With counsel for the insurance company acting as private prosecutor, Qua Chee Gan, with his brother, Qua Chee Pao, and some employees of his, were indicted and tried in 1940 for the crime of arson, it being claimed that they had set fire to the destroyed warehouses to collect the insurance. They were, however, acquitted by the trial court in a final decision dated July 9, 1941 (Exhibit WW). Thereafter, the civil suit to collect the insurance money proceeded to its trial and termination in the Court below, with the result noted at the start of this opinion. The Philippine National Bank’s complaint in intervention was dismissed because the appellee had managed to pay his indebtedness to the Bank during the pendency of the suit, and despite the fire losses.

In its first assignment of error, the insurance company alleges that the trial Court should have held that the policies were avoided for breach of warranty, specifically the one appearing on a rider pasted (with other similar riders) on the face of the policies (Exhibits X, Y, JJ and LL). These riders were attached for the first time in 1939, and the pertinent portions read as follows:jgc:chanrobles.com.ph

"Memo. of Warranty. — The undernoted Appliances for the extinction of fire being kept on the premises insured hereby, and it being declared and understood that there is an ample end constant water supply with sufficient pressure available at all seasons for the same, it is hereby warranted that the said appliances shall be maintained in efficient working order during the currency of this policy, by reason whereof a discount of 2 1/2 per cent is allowed on the premium chargeable under this policy.
════════
Challenge 1
Write out the passage of the court opinion between "With counsel for" and "the fire losses.", inclusive.
════════
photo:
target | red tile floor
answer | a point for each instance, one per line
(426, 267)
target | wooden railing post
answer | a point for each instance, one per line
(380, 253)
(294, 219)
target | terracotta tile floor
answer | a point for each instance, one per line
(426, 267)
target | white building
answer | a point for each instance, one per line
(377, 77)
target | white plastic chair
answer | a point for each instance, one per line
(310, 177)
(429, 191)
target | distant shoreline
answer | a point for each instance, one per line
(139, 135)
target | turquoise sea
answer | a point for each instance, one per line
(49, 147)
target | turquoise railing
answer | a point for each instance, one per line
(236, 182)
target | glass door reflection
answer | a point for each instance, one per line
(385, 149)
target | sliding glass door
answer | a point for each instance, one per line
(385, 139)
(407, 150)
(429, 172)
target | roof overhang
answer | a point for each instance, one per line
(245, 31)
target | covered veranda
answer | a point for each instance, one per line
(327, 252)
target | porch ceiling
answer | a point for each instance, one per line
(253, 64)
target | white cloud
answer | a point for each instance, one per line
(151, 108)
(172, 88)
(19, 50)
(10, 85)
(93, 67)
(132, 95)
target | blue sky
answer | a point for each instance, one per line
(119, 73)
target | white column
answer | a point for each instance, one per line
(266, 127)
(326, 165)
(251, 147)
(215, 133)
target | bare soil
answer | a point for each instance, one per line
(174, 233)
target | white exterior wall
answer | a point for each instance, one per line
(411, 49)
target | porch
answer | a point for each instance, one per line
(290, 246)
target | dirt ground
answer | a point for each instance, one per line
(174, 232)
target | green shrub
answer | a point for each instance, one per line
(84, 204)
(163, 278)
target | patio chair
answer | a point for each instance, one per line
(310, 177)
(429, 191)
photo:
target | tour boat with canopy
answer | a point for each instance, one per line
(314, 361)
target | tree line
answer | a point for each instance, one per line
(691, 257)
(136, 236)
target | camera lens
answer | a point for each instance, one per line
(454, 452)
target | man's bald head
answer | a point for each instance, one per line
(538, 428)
════════
Challenge 2
Revise only the lines of the records running from the one holding "target | man's bald head" through the end of the records, inclusive. Change "bald" to "shaved" and leave every other part of those lines as it is.

Task answer 1
With counsel for the insurance company acting as private prosecutor, Qua Chee Gan, with his brother, Qua Chee Pao, and some employees of his, were indicted and tried in 1940 for the crime of arson, it being claimed that they had set fire to the destroyed warehouses to collect the insurance. They were, however, acquitted by the trial court in a final decision dated July 9, 1941 (Exhibit WW). Thereafter, the civil suit to collect the insurance money proceeded to its trial and termination in the Court below, with the result noted at the start of this opinion. The Philippine National Bank’s complaint in intervention was dismissed because the appellee had managed to pay his indebtedness to the Bank during the pendency of the suit, and despite the fire losses.

Task answer 2
target | man's shaved head
answer | a point for each instance, one per line
(538, 428)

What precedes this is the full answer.